§ Objective: Quote all of the lines below word for word, leaving the pictures out of your answer.
***** Working data
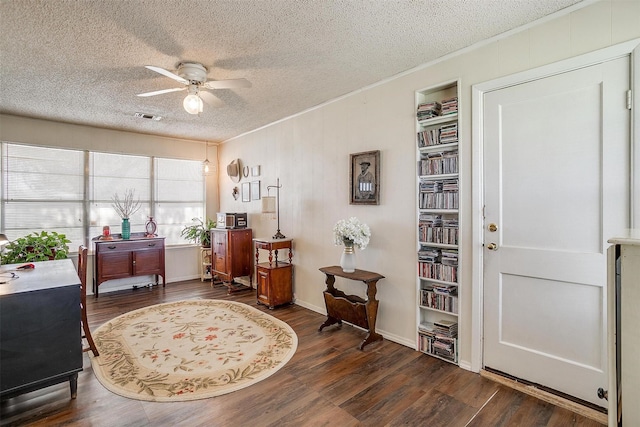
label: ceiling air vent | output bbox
[134,113,162,121]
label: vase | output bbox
[122,218,131,240]
[340,239,356,273]
[144,216,158,237]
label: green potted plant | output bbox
[1,231,71,264]
[180,218,216,248]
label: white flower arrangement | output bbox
[333,217,371,249]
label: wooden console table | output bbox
[253,238,293,310]
[93,233,167,298]
[318,265,384,350]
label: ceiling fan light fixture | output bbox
[182,93,203,114]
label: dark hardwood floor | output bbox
[0,280,601,427]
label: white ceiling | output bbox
[0,0,580,142]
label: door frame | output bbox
[470,38,640,372]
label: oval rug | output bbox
[89,299,298,402]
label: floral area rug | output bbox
[89,299,298,402]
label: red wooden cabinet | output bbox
[211,228,253,293]
[254,239,293,309]
[93,233,166,297]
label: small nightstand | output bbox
[253,239,293,309]
[200,247,213,282]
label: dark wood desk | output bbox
[0,259,82,399]
[93,233,167,298]
[318,265,384,350]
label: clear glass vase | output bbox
[340,239,356,273]
[122,218,131,240]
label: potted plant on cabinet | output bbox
[0,231,71,264]
[180,218,216,248]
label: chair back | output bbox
[78,245,89,296]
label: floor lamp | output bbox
[0,234,9,264]
[262,178,286,239]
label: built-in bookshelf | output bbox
[416,81,459,364]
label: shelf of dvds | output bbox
[416,81,459,364]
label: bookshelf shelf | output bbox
**********
§ Written answer:
label: ceiling air vent | output bbox
[134,113,162,121]
label: vase | output bbox
[122,218,131,240]
[340,239,356,273]
[144,216,158,237]
label: green potted plant | output bbox
[1,231,71,264]
[180,218,216,248]
label: white flower arrangement | output bbox
[333,217,371,249]
label: wooden console table | output bbox
[253,238,293,310]
[93,233,167,298]
[318,265,384,350]
label: ceiling fan light fixture | output bbox
[182,93,203,114]
label: dark hardwood floor | output bbox
[0,280,601,427]
label: white ceiling | output bbox
[0,0,580,142]
label: door frame | output bbox
[470,38,640,372]
label: oval rug | output bbox
[89,299,298,402]
label: floral area rug | output bbox
[89,299,298,402]
label: red wooden cabinet | output bbox
[211,228,253,293]
[254,239,293,309]
[93,233,166,297]
label: small nightstand | output bbox
[253,239,293,309]
[200,247,213,282]
label: dark wood desk | output bbox
[0,259,82,399]
[93,233,167,298]
[318,265,384,350]
label: clear glass vase | output bbox
[340,239,356,273]
[122,218,131,240]
label: potted plant on cabinet | output bbox
[0,231,71,264]
[180,218,216,248]
label: chair back | output bbox
[78,245,89,296]
label: floor lamp | output bbox
[0,234,9,264]
[262,178,286,239]
label: built-in bookshelf | output bbox
[416,81,459,364]
label: shelf of dvds | output bbox
[416,81,459,364]
label: bookshelf shelf | output bbox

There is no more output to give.